### Task description
Exactly the lines from the one containing "Expected: one point per instance of the boy in blue" through the end of the data below are to be reproduced, and nothing besides them.

## Start

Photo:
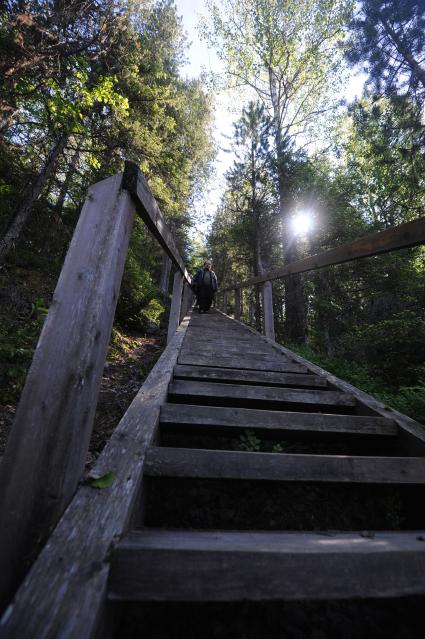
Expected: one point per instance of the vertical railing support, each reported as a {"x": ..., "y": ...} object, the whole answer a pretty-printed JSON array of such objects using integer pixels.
[
  {"x": 176, "y": 302},
  {"x": 165, "y": 274},
  {"x": 187, "y": 300},
  {"x": 237, "y": 304},
  {"x": 268, "y": 310},
  {"x": 47, "y": 447}
]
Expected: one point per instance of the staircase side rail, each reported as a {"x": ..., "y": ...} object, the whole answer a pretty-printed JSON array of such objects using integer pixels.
[
  {"x": 47, "y": 448},
  {"x": 405, "y": 235}
]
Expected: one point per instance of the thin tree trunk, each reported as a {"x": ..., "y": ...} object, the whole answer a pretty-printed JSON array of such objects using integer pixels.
[
  {"x": 65, "y": 184},
  {"x": 295, "y": 304},
  {"x": 31, "y": 195}
]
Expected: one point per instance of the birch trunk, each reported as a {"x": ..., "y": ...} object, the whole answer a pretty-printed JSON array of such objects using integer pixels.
[{"x": 31, "y": 195}]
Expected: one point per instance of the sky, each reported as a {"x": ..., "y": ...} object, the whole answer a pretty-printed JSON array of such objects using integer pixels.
[{"x": 201, "y": 58}]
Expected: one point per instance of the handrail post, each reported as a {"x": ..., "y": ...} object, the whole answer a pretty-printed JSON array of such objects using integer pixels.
[
  {"x": 187, "y": 299},
  {"x": 268, "y": 310},
  {"x": 176, "y": 302},
  {"x": 237, "y": 304},
  {"x": 47, "y": 447}
]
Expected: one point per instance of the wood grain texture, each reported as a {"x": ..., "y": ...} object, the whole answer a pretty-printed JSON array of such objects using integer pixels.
[
  {"x": 216, "y": 418},
  {"x": 238, "y": 566},
  {"x": 403, "y": 236},
  {"x": 47, "y": 447},
  {"x": 66, "y": 587},
  {"x": 264, "y": 378},
  {"x": 267, "y": 293},
  {"x": 199, "y": 390},
  {"x": 135, "y": 182},
  {"x": 176, "y": 303},
  {"x": 190, "y": 462},
  {"x": 413, "y": 431}
]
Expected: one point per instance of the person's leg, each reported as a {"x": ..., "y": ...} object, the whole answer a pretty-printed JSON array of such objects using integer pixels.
[
  {"x": 202, "y": 300},
  {"x": 209, "y": 301}
]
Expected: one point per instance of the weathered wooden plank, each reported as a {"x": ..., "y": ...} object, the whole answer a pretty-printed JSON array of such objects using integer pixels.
[
  {"x": 176, "y": 301},
  {"x": 204, "y": 390},
  {"x": 186, "y": 301},
  {"x": 46, "y": 452},
  {"x": 135, "y": 182},
  {"x": 225, "y": 349},
  {"x": 265, "y": 378},
  {"x": 66, "y": 587},
  {"x": 164, "y": 565},
  {"x": 237, "y": 303},
  {"x": 412, "y": 431},
  {"x": 212, "y": 464},
  {"x": 217, "y": 417},
  {"x": 406, "y": 235},
  {"x": 242, "y": 362}
]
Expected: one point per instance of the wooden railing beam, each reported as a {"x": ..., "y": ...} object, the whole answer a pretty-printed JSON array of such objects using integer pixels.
[
  {"x": 268, "y": 310},
  {"x": 187, "y": 300},
  {"x": 47, "y": 447},
  {"x": 147, "y": 207},
  {"x": 225, "y": 302},
  {"x": 176, "y": 303},
  {"x": 237, "y": 304},
  {"x": 404, "y": 236}
]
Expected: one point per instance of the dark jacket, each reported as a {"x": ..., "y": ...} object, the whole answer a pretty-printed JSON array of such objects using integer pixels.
[{"x": 198, "y": 280}]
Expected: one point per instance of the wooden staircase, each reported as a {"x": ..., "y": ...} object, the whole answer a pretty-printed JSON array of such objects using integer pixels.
[
  {"x": 241, "y": 475},
  {"x": 191, "y": 544}
]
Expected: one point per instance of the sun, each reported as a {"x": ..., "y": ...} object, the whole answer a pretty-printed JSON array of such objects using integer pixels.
[{"x": 302, "y": 223}]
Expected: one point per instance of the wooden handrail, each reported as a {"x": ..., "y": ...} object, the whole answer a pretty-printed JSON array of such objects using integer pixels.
[
  {"x": 403, "y": 236},
  {"x": 46, "y": 452},
  {"x": 147, "y": 207}
]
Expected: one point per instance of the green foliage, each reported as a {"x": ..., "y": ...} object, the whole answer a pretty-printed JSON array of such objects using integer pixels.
[
  {"x": 387, "y": 36},
  {"x": 105, "y": 481},
  {"x": 409, "y": 400},
  {"x": 138, "y": 305}
]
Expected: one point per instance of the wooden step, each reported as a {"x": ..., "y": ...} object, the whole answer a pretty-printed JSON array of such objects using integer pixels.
[
  {"x": 223, "y": 420},
  {"x": 213, "y": 464},
  {"x": 235, "y": 394},
  {"x": 265, "y": 378},
  {"x": 243, "y": 362},
  {"x": 161, "y": 565},
  {"x": 227, "y": 350}
]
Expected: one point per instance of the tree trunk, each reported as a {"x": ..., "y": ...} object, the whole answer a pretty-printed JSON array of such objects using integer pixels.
[
  {"x": 295, "y": 303},
  {"x": 164, "y": 282},
  {"x": 65, "y": 184},
  {"x": 31, "y": 195}
]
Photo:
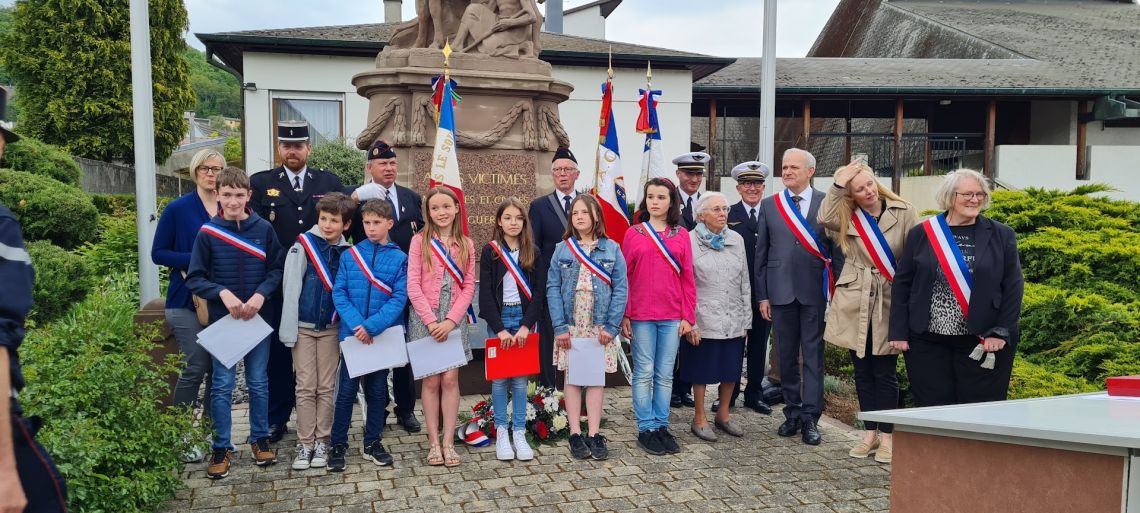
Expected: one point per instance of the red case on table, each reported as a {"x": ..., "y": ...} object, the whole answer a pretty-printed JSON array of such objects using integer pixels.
[
  {"x": 511, "y": 363},
  {"x": 1124, "y": 385}
]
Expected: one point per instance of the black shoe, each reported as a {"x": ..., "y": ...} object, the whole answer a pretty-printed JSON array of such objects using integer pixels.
[
  {"x": 376, "y": 454},
  {"x": 789, "y": 428},
  {"x": 668, "y": 441},
  {"x": 597, "y": 449},
  {"x": 758, "y": 406},
  {"x": 649, "y": 441},
  {"x": 336, "y": 457},
  {"x": 277, "y": 432},
  {"x": 578, "y": 447},
  {"x": 811, "y": 434},
  {"x": 408, "y": 422}
]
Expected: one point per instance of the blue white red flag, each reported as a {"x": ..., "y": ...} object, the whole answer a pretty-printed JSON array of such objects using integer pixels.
[
  {"x": 445, "y": 164},
  {"x": 611, "y": 184}
]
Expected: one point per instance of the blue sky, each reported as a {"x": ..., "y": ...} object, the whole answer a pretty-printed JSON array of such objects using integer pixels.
[{"x": 719, "y": 27}]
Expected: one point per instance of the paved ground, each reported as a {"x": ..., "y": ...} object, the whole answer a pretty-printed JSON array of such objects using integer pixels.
[{"x": 758, "y": 472}]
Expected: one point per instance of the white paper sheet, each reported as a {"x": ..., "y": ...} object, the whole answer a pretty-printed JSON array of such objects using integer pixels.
[
  {"x": 586, "y": 366},
  {"x": 430, "y": 357},
  {"x": 387, "y": 350},
  {"x": 229, "y": 340}
]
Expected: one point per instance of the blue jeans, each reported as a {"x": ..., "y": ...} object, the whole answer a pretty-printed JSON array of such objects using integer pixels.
[
  {"x": 512, "y": 317},
  {"x": 375, "y": 397},
  {"x": 221, "y": 398},
  {"x": 654, "y": 350}
]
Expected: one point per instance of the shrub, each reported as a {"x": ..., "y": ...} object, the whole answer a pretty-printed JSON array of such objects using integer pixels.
[
  {"x": 91, "y": 377},
  {"x": 49, "y": 210},
  {"x": 35, "y": 157},
  {"x": 335, "y": 156},
  {"x": 62, "y": 279}
]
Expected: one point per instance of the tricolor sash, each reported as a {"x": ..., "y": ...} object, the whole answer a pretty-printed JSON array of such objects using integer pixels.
[
  {"x": 807, "y": 238},
  {"x": 317, "y": 260},
  {"x": 588, "y": 262},
  {"x": 445, "y": 259},
  {"x": 950, "y": 259},
  {"x": 233, "y": 239},
  {"x": 874, "y": 243},
  {"x": 367, "y": 271},
  {"x": 661, "y": 249},
  {"x": 513, "y": 268}
]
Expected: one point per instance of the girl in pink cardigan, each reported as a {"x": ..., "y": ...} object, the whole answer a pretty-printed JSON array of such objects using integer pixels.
[
  {"x": 440, "y": 302},
  {"x": 661, "y": 308}
]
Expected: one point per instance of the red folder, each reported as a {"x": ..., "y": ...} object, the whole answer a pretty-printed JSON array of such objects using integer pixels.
[{"x": 511, "y": 363}]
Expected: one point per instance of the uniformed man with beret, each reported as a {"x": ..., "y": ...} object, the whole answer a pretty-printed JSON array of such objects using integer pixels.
[
  {"x": 287, "y": 196},
  {"x": 742, "y": 218}
]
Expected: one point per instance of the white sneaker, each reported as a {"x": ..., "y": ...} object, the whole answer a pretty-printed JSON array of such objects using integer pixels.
[
  {"x": 319, "y": 455},
  {"x": 303, "y": 454},
  {"x": 522, "y": 449},
  {"x": 503, "y": 450}
]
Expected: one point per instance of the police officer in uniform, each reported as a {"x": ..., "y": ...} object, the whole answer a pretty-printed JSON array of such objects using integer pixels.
[
  {"x": 287, "y": 197},
  {"x": 742, "y": 218}
]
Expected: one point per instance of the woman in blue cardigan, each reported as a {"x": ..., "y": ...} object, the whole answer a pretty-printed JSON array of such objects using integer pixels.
[{"x": 173, "y": 239}]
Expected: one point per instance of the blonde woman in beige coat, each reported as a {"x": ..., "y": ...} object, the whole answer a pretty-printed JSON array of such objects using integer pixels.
[{"x": 860, "y": 309}]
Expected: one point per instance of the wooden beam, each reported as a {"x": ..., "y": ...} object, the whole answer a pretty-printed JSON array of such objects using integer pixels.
[
  {"x": 987, "y": 165},
  {"x": 896, "y": 182},
  {"x": 1082, "y": 141}
]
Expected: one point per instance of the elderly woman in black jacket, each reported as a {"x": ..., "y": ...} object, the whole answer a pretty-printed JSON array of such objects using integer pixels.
[{"x": 957, "y": 299}]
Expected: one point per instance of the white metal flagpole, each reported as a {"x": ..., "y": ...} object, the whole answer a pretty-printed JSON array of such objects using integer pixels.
[{"x": 143, "y": 103}]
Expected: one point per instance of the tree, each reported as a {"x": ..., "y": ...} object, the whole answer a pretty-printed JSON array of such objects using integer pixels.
[{"x": 71, "y": 63}]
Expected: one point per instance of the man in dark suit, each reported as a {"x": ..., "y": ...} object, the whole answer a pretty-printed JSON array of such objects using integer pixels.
[
  {"x": 548, "y": 216},
  {"x": 407, "y": 218},
  {"x": 690, "y": 176},
  {"x": 286, "y": 196},
  {"x": 743, "y": 218},
  {"x": 789, "y": 284}
]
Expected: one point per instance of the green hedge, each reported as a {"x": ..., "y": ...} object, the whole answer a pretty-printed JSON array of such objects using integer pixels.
[
  {"x": 91, "y": 377},
  {"x": 31, "y": 155},
  {"x": 62, "y": 278},
  {"x": 49, "y": 210}
]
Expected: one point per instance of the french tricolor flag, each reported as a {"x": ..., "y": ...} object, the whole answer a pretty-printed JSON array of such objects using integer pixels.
[{"x": 611, "y": 184}]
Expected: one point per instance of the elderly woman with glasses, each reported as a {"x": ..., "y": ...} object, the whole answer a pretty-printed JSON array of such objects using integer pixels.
[
  {"x": 957, "y": 299},
  {"x": 173, "y": 239},
  {"x": 714, "y": 349}
]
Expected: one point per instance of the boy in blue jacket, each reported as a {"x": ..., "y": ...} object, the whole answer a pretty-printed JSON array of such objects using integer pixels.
[
  {"x": 371, "y": 293},
  {"x": 235, "y": 266}
]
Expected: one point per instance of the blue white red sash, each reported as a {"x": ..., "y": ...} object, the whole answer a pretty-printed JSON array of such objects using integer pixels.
[
  {"x": 445, "y": 259},
  {"x": 950, "y": 259},
  {"x": 661, "y": 249},
  {"x": 317, "y": 260},
  {"x": 367, "y": 271},
  {"x": 874, "y": 243},
  {"x": 588, "y": 262},
  {"x": 233, "y": 239},
  {"x": 807, "y": 238},
  {"x": 513, "y": 268}
]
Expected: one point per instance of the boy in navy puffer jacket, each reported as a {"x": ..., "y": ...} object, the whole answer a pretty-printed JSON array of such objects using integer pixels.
[
  {"x": 368, "y": 302},
  {"x": 235, "y": 266},
  {"x": 309, "y": 325}
]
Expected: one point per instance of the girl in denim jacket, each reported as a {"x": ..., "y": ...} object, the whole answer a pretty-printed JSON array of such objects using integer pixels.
[{"x": 586, "y": 292}]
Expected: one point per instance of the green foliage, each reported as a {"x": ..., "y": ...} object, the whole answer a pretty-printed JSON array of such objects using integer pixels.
[
  {"x": 71, "y": 63},
  {"x": 62, "y": 278},
  {"x": 41, "y": 159},
  {"x": 217, "y": 92},
  {"x": 49, "y": 210},
  {"x": 340, "y": 159},
  {"x": 92, "y": 376}
]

## End

### Answer for this exercise
Expected: one point per instance of the boy in blue jacket, each reported as a {"x": ..., "y": ...} object, the whole answer a pretty-printed JSON array of such objects using integer pixels.
[
  {"x": 371, "y": 293},
  {"x": 235, "y": 266}
]
Expected: one point per instance of the blue white red sash, each reported as a {"x": ..., "y": ...} object, the whole answer a pretty-printed JSON array of such objects using integer pixels.
[
  {"x": 445, "y": 259},
  {"x": 950, "y": 259},
  {"x": 661, "y": 249},
  {"x": 317, "y": 260},
  {"x": 367, "y": 271},
  {"x": 874, "y": 243},
  {"x": 588, "y": 262},
  {"x": 233, "y": 239},
  {"x": 807, "y": 238},
  {"x": 513, "y": 268}
]
Expected: one point per instance of the boy in navy puffer jacket, each reported as a {"x": ..., "y": ...} object, the whole answer a pretty-printed JSON array of such objects using integer pixels.
[
  {"x": 368, "y": 302},
  {"x": 235, "y": 266},
  {"x": 309, "y": 325}
]
Expected: one point per instance of the girl in denim jacket, each reported as a {"x": ..., "y": ...} object, the whole answer a pretty-printed JSON array of such objects using integer pixels.
[{"x": 586, "y": 292}]
Expected: one point per instance of the green foliage, each reported as a {"x": ..., "y": ...} object, the whole answer a pretty-printed JSON array of such objects using integer pixels.
[
  {"x": 71, "y": 63},
  {"x": 62, "y": 278},
  {"x": 41, "y": 159},
  {"x": 217, "y": 92},
  {"x": 49, "y": 210},
  {"x": 340, "y": 159},
  {"x": 92, "y": 376}
]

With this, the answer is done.